(Что сделать)
- A) Изложите фрагмент о статье Николая Полякова в двух предложениях.
- B) Перечислите всех людей, которые названы во фрагменте о статье Николая Полякова по имени или инициалам.
- C) Подхватите фрагмент о статье Николая Полякова и продолжите его после последнего предложения.

А всю четвертую полосу «Смены» занимал материал, свидетельствовав­ший  о решимости смоленских властей у себя вольнодумие искоренить самым решительным образом. Всю четвертую полосу занимала статья Николая Полякова «Миссия поэта. Заметки о стихах Раисы Ипатовой». Написанная безграмотно в самом прямом смысле этого слова и претенциозно, статья уличала Ипатову в отсутствии ясного мировоззрения и других подобных грехах, носивших по тем временам политический оттенок. Вот несколько образцов стиля: О каком сожалеется расписании? Автор не спешит обнаружить широту своего мировоззренческого кругозора. Из прочитанного далее перспектива, к сожалению, не брезжит. В конце было брошено обвинение смоленской писательской организации: оказывается, это она повинна в ошибках Ипатовой и других молодых авторов.

Я написал пространную статью в защиту Ипатовой и отнес ее редактору газеты. Было почти невероятно появление в газете другой точки зрения на стихи Ипатовой, но с чего-то надо было начинать. Редактор пообещал напечатать; может быть, он и хотел бы напечатать, но не он один такие решения принимал. Дней через десять я понял, что ничего не будет, и позвонил Н. И.

Оказалось, что он возмущен не меньше, чем я. Когда мы встретились, он поведал мне  целую историю. Я с Поляковым знаком не был, а он... Он помог Полякову сделать книгу стихов. Несмотря на то, что книга все равно осталась довольно серой, настоял на ее публикации. Публикация книги была в ту пору необходимым и часто достаточным условием приема в Союз писателей СССР. И Поляков был принят. Как только стал членом ССП, он заказал себе в типо-
графии блокнот большого формата с отрывными листами; вверху каждого листа было напечатано: «Николай Поляков, поэт». После этого он начал на этих листах писать доносы на Н. И. и рассылать во все возможные инстанции, включая самые опасные. Свои доносы, обычно с идеологическими обвинениями, он нумеровал и требовал, чтобы ему на них отвечали, а при ответах ссылались на номер его доноса.  Это тянулось довольно долго. Хотя трудно было себе представить, что нападки Полякова принесут Н. И. ощутимый вред, травмировали они его и Е. А. немало, можно себе представить. Наконец на деятельность Полякова было обращено внимание, но не такое, как Поляков хотел. Был тогда фельетонист Семен Нариньяни. Его сатирические материалы публиковались в центральных московских газетах, авторитет его в глазах и властей, и читателей всей страны был огромен. И вот он напечатал обличительный фельетон о бурной деятельности Полякова, а в конце прибавил, что просит рассматривать свой фельетон как ответ на самый послед-
ний донос Полякова.

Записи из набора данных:
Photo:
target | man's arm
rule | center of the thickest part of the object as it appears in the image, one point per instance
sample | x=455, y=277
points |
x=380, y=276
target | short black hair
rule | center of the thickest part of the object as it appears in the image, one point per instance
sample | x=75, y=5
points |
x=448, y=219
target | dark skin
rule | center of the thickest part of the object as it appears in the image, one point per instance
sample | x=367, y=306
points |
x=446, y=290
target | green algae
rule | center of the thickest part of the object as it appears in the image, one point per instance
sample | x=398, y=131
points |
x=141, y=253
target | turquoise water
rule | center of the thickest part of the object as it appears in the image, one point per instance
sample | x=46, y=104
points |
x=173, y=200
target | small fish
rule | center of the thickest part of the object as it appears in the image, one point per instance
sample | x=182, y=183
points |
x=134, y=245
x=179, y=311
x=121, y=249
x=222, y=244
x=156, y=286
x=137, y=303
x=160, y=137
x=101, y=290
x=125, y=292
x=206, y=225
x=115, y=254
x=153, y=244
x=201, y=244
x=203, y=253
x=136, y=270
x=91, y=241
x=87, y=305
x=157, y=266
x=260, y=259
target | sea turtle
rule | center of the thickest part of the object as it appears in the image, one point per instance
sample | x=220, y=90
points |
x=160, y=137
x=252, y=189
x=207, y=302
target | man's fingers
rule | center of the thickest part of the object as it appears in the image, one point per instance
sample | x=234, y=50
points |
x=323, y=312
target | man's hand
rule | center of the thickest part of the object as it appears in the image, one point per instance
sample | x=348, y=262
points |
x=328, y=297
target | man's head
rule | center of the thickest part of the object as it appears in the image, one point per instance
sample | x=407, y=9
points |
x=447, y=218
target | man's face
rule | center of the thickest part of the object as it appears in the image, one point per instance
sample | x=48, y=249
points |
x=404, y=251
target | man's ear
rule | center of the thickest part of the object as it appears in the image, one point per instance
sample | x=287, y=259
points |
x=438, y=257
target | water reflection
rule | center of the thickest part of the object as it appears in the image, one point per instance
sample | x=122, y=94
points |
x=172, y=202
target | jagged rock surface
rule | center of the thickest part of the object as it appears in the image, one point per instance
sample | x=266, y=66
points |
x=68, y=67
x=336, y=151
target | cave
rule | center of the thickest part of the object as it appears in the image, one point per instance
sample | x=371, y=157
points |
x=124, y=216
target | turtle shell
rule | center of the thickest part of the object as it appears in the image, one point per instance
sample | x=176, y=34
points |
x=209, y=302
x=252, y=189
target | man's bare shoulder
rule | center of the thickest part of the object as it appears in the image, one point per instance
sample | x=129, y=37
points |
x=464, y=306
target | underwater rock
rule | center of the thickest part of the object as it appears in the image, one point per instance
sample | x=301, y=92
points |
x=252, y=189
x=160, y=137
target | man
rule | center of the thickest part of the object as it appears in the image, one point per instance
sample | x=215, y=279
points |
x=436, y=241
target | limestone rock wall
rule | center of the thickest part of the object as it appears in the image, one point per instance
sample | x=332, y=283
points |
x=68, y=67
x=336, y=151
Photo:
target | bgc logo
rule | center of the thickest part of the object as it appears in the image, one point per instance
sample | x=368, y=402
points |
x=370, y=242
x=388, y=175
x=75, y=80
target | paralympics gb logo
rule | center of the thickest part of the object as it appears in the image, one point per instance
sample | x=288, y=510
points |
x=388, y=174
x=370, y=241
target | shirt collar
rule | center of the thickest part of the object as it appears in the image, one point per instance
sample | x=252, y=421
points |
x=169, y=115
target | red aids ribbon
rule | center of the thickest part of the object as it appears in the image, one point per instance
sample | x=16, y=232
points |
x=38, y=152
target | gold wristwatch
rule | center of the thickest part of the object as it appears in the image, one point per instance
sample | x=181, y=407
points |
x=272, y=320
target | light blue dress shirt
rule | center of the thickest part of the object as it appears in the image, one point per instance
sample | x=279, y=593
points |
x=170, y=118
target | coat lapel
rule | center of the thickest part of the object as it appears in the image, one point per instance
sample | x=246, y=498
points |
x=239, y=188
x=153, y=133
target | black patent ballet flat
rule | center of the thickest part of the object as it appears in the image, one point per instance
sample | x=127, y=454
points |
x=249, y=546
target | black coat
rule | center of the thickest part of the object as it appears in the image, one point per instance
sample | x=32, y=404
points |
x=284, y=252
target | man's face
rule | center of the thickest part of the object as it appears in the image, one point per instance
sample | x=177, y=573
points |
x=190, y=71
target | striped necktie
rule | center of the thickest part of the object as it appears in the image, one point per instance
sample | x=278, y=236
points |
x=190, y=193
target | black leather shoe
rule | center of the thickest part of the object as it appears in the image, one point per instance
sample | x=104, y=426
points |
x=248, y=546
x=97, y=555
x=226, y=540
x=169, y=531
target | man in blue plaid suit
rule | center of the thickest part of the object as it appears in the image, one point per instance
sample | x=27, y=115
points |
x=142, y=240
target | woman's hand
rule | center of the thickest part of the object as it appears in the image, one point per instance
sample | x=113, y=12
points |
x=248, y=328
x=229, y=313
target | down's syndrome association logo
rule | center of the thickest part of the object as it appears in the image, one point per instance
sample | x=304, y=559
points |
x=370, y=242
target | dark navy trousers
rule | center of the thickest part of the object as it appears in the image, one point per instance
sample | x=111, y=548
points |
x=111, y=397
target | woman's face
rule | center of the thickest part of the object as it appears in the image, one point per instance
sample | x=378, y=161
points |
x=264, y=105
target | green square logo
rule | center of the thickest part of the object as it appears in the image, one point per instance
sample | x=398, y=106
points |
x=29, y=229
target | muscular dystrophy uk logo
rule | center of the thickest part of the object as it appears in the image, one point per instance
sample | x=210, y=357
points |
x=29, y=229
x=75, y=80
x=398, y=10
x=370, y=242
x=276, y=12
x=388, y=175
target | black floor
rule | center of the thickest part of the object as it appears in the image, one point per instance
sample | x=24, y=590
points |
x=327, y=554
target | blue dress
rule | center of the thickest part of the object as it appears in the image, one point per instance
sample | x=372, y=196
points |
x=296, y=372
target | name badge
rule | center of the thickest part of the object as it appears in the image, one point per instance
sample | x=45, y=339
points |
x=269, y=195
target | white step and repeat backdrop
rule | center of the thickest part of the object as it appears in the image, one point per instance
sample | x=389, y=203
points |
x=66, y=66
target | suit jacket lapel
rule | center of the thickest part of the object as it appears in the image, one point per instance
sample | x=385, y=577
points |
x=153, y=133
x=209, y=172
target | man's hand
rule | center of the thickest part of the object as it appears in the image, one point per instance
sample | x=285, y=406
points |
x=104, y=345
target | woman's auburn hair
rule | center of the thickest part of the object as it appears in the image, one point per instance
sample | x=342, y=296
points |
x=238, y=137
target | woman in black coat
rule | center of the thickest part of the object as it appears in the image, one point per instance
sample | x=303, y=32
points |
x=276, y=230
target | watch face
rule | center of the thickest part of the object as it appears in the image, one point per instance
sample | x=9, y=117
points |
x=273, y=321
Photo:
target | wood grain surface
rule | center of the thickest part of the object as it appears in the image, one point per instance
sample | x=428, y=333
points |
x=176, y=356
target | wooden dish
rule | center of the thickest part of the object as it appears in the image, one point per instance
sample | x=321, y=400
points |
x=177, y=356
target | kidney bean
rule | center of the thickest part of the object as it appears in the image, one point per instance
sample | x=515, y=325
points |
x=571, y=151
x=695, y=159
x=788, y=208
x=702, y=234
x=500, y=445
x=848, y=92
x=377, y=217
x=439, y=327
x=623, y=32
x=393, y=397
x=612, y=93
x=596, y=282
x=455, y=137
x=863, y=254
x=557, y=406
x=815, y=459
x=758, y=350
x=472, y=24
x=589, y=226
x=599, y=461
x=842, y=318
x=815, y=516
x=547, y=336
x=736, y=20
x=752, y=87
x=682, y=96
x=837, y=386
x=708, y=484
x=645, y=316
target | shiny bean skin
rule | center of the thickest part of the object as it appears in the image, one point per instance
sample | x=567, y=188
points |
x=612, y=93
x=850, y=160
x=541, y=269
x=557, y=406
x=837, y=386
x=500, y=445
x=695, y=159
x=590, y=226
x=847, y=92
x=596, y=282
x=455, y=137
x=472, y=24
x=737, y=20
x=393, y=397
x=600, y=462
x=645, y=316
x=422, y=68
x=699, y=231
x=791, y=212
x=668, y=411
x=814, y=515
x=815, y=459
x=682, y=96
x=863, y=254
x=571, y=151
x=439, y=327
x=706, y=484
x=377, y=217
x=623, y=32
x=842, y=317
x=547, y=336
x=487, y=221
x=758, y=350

(Ответы)
- A) В «Смене» напечатали безграмотную и претенциозную статью Николая Полякова, которая обвиняла Раису Ипатову в отсутствии ясного мировоззрения, а смоленскую писательскую организацию в ее ошибках; ответная статья автора в защиту Ипатовой так и не появилась в газете. Н. И. рассказал, что Поляков, принятый в Союз писателей благодаря его помощи, стал рассылать на него нумерованные доносы, пока Семен Нариньяни не обличил эту деятельность в фельетоне.

- B) Николай Поляков, Раиса Ипатова, Н. И., Е. А., Семен Нариньяни

- C)
И доносы прекратились. Но тут подоспела пражская весна, расправа с Ипатовой, и Поляков снова оказался при деле. К тому же представилась возмож­ность опять лягнуть Н. И. как руководителя Смоленского отделения ССП, возложив вину за идеологические ошибки молодых поэтов на него.

Н. И. состоял в редколлегии московского еженедельника «Литератур­ная Россия». Он передал мою статью, которую отказался напечатать редактор «Смены», туда, и 10 января уже следующего, 1969 г. она увидела свет. На этом эпизод вроде бы был завершен. Субординация в то время соблюдалась неукоснительно, и смоленская га-
зета возражать московской не смела. Ипатовой  наше с Н. И. заступничество принесло большое удовлетворение. Но реально если и помогло, то мало: три с половиной года после этого власти не пропускали в печать ни строчки, написанной ею.

 

Смотр поэтов

Однажды (в моем дневнике сохранилась дата — 7 декабря 1968 года) у нас с Н. И. завязался разговор, довольно типичный для любителей поэзии. Точнее всего этот типичный разговор назвать «смотр поэтов». Я заметил, что знатоки и любители поэзии, в том числе и сами поэты, как ни странно это на первый взгляд, весьма склонны к каталогизации и классификации.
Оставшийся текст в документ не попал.